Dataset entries
══════

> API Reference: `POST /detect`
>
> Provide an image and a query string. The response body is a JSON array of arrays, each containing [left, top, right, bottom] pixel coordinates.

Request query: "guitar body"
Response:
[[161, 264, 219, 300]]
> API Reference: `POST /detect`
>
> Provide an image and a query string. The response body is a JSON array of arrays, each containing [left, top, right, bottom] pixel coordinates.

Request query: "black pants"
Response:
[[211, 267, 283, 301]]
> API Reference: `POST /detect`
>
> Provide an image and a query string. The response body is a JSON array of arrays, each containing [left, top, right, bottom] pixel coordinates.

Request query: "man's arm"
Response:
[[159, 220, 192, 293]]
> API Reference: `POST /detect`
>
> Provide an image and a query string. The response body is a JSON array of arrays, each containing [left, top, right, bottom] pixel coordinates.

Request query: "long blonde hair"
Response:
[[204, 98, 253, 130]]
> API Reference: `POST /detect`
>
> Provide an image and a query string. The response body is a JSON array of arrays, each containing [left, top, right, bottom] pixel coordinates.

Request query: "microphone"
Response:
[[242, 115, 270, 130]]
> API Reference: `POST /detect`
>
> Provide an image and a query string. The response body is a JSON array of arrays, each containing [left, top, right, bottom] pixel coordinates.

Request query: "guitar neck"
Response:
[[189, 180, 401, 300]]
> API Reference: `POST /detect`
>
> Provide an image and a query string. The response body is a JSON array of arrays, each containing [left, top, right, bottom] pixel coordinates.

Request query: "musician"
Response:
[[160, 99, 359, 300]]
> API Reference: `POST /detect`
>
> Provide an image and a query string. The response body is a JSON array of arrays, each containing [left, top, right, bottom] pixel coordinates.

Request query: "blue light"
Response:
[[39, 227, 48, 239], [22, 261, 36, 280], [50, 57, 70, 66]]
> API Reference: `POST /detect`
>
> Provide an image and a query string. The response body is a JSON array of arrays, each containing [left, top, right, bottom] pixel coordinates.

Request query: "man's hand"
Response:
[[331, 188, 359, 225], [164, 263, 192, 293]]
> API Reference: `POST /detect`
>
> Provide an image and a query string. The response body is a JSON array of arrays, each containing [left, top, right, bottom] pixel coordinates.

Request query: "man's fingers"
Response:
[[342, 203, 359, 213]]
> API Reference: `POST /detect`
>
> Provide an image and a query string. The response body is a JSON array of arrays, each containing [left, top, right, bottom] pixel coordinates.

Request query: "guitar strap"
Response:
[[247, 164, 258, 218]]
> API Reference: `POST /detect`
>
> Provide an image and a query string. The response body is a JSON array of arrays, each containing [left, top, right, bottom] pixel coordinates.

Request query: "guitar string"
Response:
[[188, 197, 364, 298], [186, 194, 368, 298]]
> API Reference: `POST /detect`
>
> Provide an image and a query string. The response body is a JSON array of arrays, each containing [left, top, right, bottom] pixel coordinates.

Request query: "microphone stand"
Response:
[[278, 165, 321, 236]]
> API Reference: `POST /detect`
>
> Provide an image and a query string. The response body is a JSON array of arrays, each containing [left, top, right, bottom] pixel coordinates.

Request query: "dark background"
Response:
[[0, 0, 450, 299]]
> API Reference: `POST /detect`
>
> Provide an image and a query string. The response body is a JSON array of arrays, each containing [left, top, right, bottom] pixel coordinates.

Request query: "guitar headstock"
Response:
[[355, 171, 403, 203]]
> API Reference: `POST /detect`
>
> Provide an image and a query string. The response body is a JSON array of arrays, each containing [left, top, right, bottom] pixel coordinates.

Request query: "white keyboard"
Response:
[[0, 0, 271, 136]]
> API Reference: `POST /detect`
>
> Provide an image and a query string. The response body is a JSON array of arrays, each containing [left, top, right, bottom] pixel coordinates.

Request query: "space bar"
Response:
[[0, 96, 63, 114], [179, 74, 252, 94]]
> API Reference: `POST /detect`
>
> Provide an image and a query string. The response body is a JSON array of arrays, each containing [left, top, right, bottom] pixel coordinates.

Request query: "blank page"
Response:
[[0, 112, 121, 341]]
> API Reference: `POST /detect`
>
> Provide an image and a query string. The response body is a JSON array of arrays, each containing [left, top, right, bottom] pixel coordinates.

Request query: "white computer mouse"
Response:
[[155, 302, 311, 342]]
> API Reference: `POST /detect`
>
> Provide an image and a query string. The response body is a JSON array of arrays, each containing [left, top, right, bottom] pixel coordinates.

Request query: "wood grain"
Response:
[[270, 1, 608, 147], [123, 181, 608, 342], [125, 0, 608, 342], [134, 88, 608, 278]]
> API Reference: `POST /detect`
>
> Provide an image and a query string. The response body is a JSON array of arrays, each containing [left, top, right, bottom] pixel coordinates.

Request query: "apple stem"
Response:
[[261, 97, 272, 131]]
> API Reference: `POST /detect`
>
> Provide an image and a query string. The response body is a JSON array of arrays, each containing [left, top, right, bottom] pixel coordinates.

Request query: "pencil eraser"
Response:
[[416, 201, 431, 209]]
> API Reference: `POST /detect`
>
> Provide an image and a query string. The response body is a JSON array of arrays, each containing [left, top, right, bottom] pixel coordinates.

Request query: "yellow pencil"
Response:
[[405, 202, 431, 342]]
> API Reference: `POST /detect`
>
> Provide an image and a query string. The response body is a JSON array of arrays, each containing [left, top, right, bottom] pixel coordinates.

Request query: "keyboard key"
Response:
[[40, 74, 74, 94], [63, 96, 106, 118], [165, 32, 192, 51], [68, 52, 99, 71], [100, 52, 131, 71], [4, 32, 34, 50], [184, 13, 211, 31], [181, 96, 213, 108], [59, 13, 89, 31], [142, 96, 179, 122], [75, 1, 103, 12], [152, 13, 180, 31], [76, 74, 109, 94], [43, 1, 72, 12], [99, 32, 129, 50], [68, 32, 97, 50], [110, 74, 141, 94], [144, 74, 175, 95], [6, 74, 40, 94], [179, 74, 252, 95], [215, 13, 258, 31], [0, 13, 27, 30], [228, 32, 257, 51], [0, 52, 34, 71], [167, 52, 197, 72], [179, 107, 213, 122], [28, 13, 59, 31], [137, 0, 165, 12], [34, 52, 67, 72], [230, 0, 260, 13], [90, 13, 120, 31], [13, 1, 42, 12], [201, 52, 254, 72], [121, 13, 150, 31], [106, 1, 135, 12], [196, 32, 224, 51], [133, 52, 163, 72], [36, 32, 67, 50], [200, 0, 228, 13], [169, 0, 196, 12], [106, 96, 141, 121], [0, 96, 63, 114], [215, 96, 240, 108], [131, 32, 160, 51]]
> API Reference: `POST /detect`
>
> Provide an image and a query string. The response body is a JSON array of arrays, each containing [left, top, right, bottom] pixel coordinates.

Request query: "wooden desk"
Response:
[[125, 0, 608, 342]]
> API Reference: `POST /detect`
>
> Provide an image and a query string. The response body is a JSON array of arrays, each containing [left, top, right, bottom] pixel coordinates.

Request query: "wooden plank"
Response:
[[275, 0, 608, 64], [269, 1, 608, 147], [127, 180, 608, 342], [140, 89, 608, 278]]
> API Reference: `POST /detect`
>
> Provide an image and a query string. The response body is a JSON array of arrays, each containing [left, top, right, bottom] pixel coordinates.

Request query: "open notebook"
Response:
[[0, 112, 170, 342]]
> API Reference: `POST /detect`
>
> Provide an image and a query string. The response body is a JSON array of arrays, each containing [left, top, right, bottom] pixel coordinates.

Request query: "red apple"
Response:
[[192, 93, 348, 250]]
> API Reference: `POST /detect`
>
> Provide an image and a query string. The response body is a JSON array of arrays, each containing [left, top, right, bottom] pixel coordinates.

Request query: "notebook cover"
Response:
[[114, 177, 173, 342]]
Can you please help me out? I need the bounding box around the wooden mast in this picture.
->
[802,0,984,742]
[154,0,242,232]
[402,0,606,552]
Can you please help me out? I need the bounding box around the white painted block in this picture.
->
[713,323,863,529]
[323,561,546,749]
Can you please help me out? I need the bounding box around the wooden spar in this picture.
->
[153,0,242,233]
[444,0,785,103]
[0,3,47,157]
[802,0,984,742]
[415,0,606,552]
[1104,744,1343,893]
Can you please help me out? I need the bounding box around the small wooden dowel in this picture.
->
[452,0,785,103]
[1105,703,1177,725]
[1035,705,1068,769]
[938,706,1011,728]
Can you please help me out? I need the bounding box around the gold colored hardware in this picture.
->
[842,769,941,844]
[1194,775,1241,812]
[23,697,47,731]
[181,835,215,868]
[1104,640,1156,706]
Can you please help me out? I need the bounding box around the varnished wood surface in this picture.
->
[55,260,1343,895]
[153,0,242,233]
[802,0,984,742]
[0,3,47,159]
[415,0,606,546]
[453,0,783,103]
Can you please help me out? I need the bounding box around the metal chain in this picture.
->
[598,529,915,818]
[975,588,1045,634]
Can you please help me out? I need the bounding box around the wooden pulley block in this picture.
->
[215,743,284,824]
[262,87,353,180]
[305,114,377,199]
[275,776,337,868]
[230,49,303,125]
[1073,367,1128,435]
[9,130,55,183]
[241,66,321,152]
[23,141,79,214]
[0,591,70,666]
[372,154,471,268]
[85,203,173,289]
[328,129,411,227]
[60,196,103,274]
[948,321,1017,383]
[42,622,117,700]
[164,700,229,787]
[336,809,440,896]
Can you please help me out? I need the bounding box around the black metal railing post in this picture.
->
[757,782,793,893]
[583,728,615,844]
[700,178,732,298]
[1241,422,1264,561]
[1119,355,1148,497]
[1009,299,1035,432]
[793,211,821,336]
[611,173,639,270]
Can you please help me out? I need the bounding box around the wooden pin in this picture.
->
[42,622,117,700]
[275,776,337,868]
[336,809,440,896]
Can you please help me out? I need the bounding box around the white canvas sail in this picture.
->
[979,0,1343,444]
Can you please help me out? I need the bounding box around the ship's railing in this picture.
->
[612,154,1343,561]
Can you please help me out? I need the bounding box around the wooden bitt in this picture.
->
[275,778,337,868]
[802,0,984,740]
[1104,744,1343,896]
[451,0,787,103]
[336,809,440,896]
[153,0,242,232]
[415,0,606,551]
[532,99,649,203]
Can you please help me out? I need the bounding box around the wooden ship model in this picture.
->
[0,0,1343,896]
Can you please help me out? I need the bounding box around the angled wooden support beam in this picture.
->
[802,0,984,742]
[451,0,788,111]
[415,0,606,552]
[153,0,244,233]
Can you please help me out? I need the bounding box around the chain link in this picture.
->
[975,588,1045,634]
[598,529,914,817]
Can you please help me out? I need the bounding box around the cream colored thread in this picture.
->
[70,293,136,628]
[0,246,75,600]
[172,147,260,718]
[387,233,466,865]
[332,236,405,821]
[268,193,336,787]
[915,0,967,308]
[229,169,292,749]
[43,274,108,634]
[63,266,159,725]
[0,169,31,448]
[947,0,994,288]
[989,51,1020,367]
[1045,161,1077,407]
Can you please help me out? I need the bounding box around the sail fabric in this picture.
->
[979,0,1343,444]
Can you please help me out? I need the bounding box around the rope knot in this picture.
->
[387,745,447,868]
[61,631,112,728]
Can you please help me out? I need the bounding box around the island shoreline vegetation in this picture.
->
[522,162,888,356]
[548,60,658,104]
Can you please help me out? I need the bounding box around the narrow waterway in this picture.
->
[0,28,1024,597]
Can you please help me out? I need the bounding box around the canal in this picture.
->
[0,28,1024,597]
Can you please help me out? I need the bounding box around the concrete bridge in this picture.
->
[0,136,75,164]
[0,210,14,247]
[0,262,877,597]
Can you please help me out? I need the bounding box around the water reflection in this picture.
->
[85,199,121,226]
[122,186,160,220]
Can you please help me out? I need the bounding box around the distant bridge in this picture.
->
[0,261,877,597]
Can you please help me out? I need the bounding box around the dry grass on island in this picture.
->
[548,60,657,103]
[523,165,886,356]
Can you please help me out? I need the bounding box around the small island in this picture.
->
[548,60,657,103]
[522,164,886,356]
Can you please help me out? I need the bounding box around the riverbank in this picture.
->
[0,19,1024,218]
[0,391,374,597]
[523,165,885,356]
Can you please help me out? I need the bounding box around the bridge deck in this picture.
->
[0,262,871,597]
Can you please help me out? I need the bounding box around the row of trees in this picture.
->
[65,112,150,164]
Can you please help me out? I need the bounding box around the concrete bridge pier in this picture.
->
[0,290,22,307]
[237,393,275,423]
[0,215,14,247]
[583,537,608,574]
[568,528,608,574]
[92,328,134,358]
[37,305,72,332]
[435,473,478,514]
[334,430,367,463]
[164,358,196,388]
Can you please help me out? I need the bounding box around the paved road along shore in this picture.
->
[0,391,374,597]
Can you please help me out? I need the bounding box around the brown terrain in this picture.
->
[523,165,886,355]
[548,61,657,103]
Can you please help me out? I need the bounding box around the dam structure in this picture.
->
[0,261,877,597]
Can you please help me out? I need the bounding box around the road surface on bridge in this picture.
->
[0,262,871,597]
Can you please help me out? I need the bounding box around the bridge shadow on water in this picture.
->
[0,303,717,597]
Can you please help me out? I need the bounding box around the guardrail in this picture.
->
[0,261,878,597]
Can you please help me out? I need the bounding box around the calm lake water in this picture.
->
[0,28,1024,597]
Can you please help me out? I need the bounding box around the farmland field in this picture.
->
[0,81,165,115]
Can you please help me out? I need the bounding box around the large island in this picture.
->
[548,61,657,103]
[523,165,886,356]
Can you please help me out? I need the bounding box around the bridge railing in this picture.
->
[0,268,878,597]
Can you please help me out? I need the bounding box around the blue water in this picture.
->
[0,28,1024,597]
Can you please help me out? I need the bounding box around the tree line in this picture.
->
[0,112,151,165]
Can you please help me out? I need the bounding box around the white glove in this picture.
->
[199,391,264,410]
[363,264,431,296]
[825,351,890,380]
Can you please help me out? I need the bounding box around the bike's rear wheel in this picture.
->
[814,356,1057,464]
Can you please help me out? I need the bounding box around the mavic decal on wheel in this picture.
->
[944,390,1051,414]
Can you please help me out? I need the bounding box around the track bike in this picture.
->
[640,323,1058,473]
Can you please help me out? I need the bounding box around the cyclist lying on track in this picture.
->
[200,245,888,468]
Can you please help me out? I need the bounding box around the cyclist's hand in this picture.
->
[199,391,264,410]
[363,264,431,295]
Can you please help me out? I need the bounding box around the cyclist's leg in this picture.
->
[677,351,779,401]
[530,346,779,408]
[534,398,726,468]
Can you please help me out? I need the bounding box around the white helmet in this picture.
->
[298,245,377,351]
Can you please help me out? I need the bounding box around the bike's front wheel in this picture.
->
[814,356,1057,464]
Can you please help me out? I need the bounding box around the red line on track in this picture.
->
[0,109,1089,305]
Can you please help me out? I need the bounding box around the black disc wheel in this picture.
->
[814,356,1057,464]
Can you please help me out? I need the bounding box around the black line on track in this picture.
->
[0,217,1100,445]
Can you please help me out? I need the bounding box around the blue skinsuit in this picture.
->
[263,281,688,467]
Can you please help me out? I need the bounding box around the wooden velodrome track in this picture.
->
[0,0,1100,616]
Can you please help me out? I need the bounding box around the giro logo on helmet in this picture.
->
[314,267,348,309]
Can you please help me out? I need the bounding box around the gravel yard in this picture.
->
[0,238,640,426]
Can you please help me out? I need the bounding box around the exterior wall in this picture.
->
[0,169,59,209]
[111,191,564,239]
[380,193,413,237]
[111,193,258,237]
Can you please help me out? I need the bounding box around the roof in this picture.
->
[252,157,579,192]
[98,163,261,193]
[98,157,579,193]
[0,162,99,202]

══════

Your goal
Please turn the stretch of records from the start through the line containing "[[161, 264, 219, 300]]" into a two-column CSV with the headers input and output. Give one row per record, holding its text and its answer, each in a single quoted field with line breaks replaced by spaces.

Task output
input,output
"> API Reference: `POST /detect` > > Provide an image and a query string. The response body is a JSON array of arrays, each containing [left, top, right, bottom] pixel coordinates. Request query: ""guitar body"" Response:","[[161, 264, 219, 300]]"